GOAL 1 ▸ Copy the passage about comet Swift-Tuttle word for word, from "The effects of" to "be very severe.".
GOAL 2 ▸ Decide whether each statement agrees with the passage about comet Swift-Tuttle, answering yes or no and quoting the words of the passage that settle it: (a) A collision would release an explosion about 1,000 times greater than the Hiroshima bomb. (b) The dust cloud from a collision could go as far as producing an ice-age. (c) The comet's distance in 1998 will be 15 AU.
GOAL 3 ▸ Write the next part of the passage about comet Swift-Tuttle, beginning after its final sentence.
━━ SELECTED PASSAGE ━━
Although we are confident that the comet will pass by the Earth, it will still be prudent to attempt to follow Swift-Tuttle for as long as possible after the present perihelion passage, so that an accurate orbit determination, uncontaminated by non-gravitational effects, can be made. From mid-1993 (when the distance to the comet would be 3 AU) to, say, 1998 (when its distance will be 15 AU and it will have an apparent magnitude of 26).
The effects of a collision with the Earth of a comet like this, with a diameter of about 10 kilometres, would be devastating. Such a collision is thought by many to have been the cause of the demise of the dinosaurs. The 'explosion' resulting from the collision would be about 1,000 million times greater than the bomb that destroyed Hiroshima. A huge cloud of dust, thrown into the upper atmosphere, would envelop the globe for many years, and this would cause widespread changes in climate, even to producing an ice-age. The effects on civilisation can only be guessed at, but would be very severe.
━━━
━━ EXTRACTED DATA ━━
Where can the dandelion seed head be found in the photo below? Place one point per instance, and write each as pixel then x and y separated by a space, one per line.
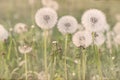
pixel 43 76
pixel 54 5
pixel 94 19
pixel 116 28
pixel 20 28
pixel 46 18
pixel 21 63
pixel 99 38
pixel 3 33
pixel 67 25
pixel 24 49
pixel 82 39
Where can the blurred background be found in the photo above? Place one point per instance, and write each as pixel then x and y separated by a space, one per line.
pixel 14 11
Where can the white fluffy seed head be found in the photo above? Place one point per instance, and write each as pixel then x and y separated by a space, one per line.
pixel 43 76
pixel 46 18
pixel 20 28
pixel 82 39
pixel 99 38
pixel 67 25
pixel 50 3
pixel 3 33
pixel 94 19
pixel 116 28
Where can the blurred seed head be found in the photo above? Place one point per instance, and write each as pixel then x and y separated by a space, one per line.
pixel 20 28
pixel 46 18
pixel 3 33
pixel 43 76
pixel 50 3
pixel 82 39
pixel 24 49
pixel 94 20
pixel 99 38
pixel 21 63
pixel 67 25
pixel 117 39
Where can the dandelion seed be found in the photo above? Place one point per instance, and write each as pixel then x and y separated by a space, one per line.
pixel 20 28
pixel 32 26
pixel 31 2
pixel 46 18
pixel 80 27
pixel 3 33
pixel 76 61
pixel 117 16
pixel 21 63
pixel 73 74
pixel 94 20
pixel 67 25
pixel 117 28
pixel 53 4
pixel 113 58
pixel 99 38
pixel 24 49
pixel 43 76
pixel 45 2
pixel 82 39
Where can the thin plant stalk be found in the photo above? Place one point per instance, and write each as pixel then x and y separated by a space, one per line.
pixel 9 50
pixel 25 56
pixel 83 64
pixel 97 57
pixel 98 62
pixel 79 67
pixel 65 53
pixel 45 52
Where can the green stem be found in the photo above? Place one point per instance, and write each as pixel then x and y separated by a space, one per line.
━━━
WRITTEN RESPONSE 1 ▸
The effects of a collision with the Earth of a comet like this, with a diameter of about 10 kilometres, would be devastating. Such a collision is thought by many to have been the cause of the demise of the dinosaurs. The 'explosion' resulting from the collision would be about 1,000 million times greater than the bomb that destroyed Hiroshima. A huge cloud of dust, thrown into the upper atmosphere, would envelop the globe for many years, and this would cause widespread changes in climate, even to producing an ice-age. The effects on civilisation can only be guessed at, but would be very severe.

WRITTEN RESPONSE 2 ▸
(a) No: "about 1,000 million times greater than the bomb that destroyed Hiroshima"
(b) Yes: "even to producing an ice-age"
(c) Yes: "1998 (when its distance will be 15 AU"

WRITTEN RESPONSE 3 ▸
The chances of such a collision are very difficult to estimate. If we take the known velocity of the comet relative to the Earth, then we can work out that the comet will only collide with the Earth if it is within a three and a half minute time-slot in its orbit. This means, for instance, that an error of only one hour in the timing of the comet will result in it missing the Earth by about 100 thousand kilometres.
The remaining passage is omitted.